** What is expected **
Your answer should hold only the lines from the one containing "point(66, 74)" through the last line below, copied exactly; pictures stay out.

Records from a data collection

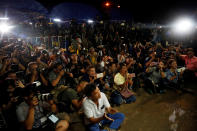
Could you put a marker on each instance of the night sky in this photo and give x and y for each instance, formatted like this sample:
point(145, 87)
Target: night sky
point(142, 11)
point(138, 10)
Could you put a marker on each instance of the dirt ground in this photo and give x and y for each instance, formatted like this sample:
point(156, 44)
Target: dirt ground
point(161, 112)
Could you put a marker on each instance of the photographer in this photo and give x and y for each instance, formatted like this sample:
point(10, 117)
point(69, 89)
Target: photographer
point(190, 60)
point(43, 59)
point(154, 81)
point(98, 111)
point(30, 112)
point(35, 75)
point(173, 76)
point(56, 76)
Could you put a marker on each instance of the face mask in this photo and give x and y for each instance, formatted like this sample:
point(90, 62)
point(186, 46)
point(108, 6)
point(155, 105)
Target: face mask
point(102, 64)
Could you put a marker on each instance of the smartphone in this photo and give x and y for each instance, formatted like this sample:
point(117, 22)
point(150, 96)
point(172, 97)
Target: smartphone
point(53, 118)
point(132, 75)
point(100, 75)
point(181, 69)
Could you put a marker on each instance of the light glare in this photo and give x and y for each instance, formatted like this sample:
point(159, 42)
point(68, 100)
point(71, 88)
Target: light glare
point(90, 21)
point(57, 20)
point(4, 28)
point(183, 26)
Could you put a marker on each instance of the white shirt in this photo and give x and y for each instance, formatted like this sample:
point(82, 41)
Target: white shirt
point(92, 110)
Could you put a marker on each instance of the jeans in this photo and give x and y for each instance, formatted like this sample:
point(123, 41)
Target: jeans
point(118, 119)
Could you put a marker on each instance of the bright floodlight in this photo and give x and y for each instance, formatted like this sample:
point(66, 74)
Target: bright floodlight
point(4, 28)
point(4, 18)
point(57, 20)
point(183, 26)
point(90, 21)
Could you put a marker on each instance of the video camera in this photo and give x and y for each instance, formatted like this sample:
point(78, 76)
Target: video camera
point(36, 87)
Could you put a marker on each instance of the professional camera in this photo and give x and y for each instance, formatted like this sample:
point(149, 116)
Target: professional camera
point(44, 97)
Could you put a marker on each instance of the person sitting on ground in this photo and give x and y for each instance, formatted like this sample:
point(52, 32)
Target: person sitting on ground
point(95, 107)
point(154, 81)
point(123, 83)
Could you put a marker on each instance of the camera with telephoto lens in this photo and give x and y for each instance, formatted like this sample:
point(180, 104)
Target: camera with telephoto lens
point(44, 97)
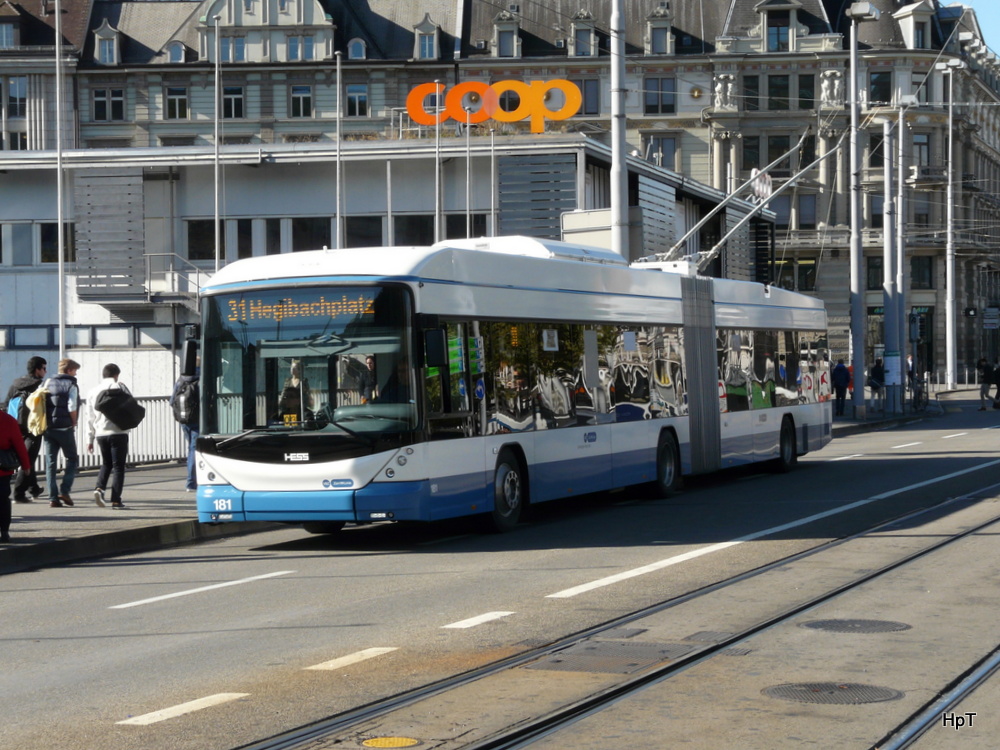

** Output of the task **
point(66, 74)
Target: bright floodlight
point(4, 28)
point(4, 18)
point(57, 20)
point(183, 26)
point(90, 21)
Could you put a marker on each instance of the video camera in this photo and give x and y for each instance, formatted like this sample:
point(78, 76)
Target: video camera
point(36, 87)
Could you put a marker on each instance of the professional camera in this photo and give x and y for each instance, formatted like this sample:
point(149, 116)
Target: professional camera
point(44, 97)
Could you put a marker on each instance of the person sitting on ground in this photo and give x and y for each instance, formatted like this sample:
point(52, 32)
Target: person sitting on ground
point(95, 107)
point(154, 81)
point(123, 83)
Could you put a marker on each instance of the camera with telephoto lens in this photo and give x and y for each instance, formatted like this sample:
point(180, 104)
Target: camera with telephoto lens
point(44, 97)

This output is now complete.